--- Start ---

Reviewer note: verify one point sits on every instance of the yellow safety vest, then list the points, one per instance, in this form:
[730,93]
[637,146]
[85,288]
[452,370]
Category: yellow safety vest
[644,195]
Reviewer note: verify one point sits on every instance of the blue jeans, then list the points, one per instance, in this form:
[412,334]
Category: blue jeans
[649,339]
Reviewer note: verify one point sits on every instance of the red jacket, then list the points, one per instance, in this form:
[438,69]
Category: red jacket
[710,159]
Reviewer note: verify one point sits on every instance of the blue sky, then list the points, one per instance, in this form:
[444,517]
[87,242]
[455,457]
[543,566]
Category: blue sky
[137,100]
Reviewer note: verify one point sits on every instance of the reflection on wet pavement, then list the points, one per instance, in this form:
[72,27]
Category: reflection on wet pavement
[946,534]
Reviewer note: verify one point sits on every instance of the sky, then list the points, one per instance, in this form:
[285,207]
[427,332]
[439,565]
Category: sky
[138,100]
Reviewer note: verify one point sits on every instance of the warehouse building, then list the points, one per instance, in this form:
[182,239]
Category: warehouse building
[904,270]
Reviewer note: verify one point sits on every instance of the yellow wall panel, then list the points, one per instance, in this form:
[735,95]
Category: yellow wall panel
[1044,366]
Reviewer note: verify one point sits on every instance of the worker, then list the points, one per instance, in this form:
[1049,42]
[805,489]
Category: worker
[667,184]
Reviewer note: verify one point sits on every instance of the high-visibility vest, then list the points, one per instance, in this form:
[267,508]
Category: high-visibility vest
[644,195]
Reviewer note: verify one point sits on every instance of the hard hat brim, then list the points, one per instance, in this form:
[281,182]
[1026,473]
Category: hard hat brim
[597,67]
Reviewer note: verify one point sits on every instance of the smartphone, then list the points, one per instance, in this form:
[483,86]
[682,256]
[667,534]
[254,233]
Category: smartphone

--- End ---
--- Start ---

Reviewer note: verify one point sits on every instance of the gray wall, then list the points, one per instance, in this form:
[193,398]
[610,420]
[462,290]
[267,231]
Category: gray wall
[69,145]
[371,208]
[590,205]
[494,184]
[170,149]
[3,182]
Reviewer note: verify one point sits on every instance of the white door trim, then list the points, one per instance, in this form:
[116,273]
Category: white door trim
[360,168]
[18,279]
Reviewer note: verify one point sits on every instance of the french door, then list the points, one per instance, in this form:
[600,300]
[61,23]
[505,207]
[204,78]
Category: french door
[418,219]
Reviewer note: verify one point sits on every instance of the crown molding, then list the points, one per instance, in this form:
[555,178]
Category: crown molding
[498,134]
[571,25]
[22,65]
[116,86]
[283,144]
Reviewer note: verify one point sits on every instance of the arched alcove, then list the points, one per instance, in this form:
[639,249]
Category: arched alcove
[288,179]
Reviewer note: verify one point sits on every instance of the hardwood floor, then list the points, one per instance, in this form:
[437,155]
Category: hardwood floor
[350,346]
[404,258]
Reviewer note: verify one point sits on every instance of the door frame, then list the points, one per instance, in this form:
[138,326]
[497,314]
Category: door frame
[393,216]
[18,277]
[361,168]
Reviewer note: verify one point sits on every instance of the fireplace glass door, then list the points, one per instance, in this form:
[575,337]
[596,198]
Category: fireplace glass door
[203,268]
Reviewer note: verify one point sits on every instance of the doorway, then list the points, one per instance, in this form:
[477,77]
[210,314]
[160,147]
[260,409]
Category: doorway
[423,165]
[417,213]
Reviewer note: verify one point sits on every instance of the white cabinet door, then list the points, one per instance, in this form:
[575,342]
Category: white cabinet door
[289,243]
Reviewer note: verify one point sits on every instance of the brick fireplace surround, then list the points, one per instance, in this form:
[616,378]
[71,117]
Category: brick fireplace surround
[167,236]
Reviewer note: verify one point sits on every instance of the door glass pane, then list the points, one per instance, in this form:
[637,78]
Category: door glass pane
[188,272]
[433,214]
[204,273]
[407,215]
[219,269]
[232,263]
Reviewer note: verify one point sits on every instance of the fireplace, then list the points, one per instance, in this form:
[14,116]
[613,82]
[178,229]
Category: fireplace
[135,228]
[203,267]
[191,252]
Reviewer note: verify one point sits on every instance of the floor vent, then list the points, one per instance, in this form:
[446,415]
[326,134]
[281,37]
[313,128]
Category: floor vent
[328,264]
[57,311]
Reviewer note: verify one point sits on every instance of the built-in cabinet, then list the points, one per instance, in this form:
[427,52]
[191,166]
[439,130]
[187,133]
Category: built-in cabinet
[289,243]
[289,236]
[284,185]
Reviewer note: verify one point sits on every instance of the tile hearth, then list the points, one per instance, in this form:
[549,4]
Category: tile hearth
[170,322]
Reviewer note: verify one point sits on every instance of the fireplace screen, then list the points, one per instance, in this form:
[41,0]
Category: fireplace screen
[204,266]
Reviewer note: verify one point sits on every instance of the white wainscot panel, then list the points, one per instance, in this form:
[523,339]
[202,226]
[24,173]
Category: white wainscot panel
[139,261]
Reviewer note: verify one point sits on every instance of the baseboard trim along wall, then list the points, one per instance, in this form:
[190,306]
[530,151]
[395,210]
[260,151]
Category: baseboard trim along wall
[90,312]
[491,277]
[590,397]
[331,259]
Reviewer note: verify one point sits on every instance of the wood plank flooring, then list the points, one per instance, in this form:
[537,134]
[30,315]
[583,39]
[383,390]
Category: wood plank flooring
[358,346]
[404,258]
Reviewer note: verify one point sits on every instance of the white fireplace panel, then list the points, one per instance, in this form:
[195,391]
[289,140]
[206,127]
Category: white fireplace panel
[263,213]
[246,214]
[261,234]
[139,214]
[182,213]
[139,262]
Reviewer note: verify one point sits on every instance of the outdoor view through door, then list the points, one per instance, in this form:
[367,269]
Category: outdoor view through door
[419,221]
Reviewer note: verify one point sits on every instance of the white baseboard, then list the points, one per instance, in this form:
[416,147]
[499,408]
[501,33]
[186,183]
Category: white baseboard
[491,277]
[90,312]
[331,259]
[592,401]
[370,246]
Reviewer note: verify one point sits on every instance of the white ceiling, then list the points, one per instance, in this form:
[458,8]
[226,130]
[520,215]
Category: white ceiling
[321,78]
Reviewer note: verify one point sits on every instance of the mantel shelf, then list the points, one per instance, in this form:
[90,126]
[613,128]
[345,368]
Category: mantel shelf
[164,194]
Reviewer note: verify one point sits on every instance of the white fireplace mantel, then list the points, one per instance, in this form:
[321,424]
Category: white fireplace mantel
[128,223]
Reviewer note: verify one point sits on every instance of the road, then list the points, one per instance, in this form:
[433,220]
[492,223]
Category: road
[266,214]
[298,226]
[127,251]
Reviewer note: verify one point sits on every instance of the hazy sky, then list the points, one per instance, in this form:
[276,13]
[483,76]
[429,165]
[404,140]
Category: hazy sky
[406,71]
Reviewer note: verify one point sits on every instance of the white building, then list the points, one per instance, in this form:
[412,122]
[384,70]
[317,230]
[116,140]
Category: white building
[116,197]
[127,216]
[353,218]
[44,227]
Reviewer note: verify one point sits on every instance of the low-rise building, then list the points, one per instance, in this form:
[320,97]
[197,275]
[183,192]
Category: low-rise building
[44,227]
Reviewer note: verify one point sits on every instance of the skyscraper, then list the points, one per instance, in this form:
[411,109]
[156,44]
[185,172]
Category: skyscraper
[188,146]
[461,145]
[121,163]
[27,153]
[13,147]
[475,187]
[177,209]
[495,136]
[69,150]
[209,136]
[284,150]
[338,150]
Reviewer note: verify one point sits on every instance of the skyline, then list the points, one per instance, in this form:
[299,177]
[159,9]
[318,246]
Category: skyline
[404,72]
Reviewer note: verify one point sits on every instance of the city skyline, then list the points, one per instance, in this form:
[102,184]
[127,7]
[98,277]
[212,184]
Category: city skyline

--- End ---

REQUIRED TASK » Copy the entries above, word for word, from the line containing "red jacket, then" through the line containing "Category: smartphone", both of those lines included.

CORRECT RESPONSE »
Reviewer note: verify one point sits on every instance of the red jacket, then list the points, one per instance, in this form:
[438,69]
Category: red jacket
[710,159]
Reviewer note: verify one point sits on every instance of the blue sky, then list the points, one per instance, in this form:
[444,517]
[87,242]
[455,457]
[543,566]
Category: blue sky
[137,100]
Reviewer note: verify one point sits on every instance of the reflection on wet pavement, then list the points, one per instance, in this form:
[72,27]
Category: reflection on wet pavement
[946,534]
Reviewer note: verify one point sits on every instance of the sky, then list the points, one per instance, in this form:
[285,207]
[427,332]
[439,565]
Category: sky
[138,100]
Reviewer note: verify one point sits on every instance of the warehouse building, then list the points, one per instance, in this form:
[182,239]
Category: warehouse building
[904,270]
Reviewer note: verify one point sits on every instance of the yellow wall panel, then list the points, one per instance, in this form:
[735,95]
Category: yellow wall panel
[1044,366]
Reviewer note: verify one point sits on every instance of the worker, then list the points, one per instance, in this form:
[1049,42]
[805,489]
Category: worker
[667,184]
Reviewer note: verify one point sits on every instance of the high-visibility vest, then list the points, one per instance, in this form:
[267,508]
Category: high-visibility vest
[644,195]
Reviewer note: verify one point sits on every instance of the hard hat brim, then list the points, one per instance, in this form:
[281,182]
[1026,473]
Category: hard hat brim
[597,67]
Reviewer note: verify one point sits on every instance of the smartphone, then list the points, one per instance, in this form:
[483,86]
[682,256]
[667,534]
[254,233]
Category: smartphone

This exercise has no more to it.